> _Aim_
List each line in the data below that contains the word "water", copying every such line in full.

> _Rows_
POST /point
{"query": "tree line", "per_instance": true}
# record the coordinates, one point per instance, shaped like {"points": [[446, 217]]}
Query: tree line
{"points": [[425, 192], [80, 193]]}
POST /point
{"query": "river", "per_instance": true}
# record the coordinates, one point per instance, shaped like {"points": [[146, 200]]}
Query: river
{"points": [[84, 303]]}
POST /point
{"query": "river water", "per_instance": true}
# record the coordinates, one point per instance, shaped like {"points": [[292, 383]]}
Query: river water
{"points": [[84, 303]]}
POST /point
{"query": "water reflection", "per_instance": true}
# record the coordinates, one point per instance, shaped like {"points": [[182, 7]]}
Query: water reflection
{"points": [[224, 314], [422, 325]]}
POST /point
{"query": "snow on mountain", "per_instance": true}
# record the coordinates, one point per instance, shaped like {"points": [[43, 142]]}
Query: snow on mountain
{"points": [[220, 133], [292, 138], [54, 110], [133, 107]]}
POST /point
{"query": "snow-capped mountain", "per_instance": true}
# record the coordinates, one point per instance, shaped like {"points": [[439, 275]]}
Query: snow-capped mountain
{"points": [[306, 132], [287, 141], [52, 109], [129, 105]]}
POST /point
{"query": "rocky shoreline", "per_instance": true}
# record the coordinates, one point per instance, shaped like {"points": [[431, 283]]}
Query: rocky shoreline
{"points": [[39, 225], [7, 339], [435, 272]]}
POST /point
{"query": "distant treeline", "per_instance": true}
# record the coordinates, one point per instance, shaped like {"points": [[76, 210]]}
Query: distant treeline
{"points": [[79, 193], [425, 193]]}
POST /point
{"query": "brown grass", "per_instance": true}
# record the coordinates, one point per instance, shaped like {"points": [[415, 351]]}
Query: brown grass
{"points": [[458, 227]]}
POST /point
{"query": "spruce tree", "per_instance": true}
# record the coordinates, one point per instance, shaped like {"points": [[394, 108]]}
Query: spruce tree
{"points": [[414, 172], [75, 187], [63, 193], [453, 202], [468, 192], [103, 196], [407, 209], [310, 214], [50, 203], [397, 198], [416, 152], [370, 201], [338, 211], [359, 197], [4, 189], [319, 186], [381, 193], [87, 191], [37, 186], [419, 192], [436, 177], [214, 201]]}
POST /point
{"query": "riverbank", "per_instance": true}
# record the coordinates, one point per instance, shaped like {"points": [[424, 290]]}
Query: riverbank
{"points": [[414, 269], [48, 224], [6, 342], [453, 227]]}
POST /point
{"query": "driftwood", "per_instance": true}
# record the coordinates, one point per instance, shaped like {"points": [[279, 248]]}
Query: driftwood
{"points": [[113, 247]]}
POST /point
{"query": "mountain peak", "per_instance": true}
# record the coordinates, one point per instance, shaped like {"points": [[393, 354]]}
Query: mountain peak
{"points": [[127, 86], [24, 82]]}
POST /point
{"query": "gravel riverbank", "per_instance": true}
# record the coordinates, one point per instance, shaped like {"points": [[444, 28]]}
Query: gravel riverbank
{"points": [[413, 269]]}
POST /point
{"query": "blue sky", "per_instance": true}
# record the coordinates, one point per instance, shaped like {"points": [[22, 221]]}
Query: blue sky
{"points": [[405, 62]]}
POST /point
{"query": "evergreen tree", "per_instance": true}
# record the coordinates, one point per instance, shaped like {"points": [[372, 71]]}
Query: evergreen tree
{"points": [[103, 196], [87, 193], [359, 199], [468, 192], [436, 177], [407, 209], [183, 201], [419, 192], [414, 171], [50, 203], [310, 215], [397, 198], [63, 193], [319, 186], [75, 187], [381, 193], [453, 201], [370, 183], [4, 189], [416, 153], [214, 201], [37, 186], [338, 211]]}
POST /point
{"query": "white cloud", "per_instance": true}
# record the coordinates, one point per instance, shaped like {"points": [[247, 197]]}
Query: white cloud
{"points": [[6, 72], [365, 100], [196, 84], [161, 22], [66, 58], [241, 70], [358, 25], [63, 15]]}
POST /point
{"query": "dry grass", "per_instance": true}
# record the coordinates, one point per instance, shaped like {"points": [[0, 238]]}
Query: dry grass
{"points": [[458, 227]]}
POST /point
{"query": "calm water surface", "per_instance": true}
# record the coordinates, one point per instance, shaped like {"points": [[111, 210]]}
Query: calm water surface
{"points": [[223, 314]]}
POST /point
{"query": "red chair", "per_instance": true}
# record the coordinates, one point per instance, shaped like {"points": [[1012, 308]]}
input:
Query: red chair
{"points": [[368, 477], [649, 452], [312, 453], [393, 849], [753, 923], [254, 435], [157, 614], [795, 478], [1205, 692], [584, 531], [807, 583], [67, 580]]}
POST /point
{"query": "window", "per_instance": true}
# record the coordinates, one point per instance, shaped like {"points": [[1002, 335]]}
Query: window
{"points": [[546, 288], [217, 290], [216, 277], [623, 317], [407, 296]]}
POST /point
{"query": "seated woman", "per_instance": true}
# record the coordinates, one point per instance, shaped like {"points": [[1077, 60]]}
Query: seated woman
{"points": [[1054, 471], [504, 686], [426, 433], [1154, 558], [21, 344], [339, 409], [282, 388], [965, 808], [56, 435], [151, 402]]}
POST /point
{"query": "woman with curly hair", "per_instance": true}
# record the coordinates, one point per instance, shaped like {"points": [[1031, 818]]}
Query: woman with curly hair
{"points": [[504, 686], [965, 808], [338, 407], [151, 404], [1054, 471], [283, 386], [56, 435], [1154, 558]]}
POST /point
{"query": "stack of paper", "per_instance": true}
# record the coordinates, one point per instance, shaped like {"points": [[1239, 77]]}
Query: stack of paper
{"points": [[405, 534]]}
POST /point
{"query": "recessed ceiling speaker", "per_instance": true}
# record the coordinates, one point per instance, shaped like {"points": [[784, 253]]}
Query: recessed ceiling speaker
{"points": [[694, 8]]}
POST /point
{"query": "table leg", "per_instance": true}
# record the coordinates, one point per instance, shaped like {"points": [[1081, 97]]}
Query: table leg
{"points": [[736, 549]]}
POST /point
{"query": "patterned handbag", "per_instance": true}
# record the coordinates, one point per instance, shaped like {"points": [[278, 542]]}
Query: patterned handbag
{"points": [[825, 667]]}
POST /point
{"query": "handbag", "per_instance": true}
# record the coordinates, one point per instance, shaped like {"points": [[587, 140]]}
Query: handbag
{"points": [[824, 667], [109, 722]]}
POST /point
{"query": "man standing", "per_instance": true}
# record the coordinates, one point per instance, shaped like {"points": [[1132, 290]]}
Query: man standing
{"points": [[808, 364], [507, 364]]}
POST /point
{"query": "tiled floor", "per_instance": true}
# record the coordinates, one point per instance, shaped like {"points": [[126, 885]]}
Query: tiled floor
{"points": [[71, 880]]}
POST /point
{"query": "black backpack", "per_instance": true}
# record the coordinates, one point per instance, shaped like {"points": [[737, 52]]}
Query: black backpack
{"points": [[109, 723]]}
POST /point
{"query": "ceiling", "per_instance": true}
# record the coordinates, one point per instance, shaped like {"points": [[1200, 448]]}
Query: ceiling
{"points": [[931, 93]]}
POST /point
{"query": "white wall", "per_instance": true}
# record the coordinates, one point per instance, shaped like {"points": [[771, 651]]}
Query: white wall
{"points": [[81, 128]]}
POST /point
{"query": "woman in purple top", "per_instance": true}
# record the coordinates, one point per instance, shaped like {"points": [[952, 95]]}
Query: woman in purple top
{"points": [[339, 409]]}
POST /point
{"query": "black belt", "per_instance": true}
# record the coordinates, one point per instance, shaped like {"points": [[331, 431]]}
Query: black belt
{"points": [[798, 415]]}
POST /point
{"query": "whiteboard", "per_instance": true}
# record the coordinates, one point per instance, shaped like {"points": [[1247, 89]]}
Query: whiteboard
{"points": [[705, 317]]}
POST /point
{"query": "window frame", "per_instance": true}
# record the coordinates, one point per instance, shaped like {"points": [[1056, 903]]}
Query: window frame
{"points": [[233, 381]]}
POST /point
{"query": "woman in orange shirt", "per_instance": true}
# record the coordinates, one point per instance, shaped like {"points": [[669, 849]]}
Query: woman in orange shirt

> _Reply to the exercise_
{"query": "river water", "per_instance": true}
Query: river water
{"query": "water reflection", "per_instance": true}
Query: water reflection
{"query": "calm water surface", "per_instance": true}
Query: calm water surface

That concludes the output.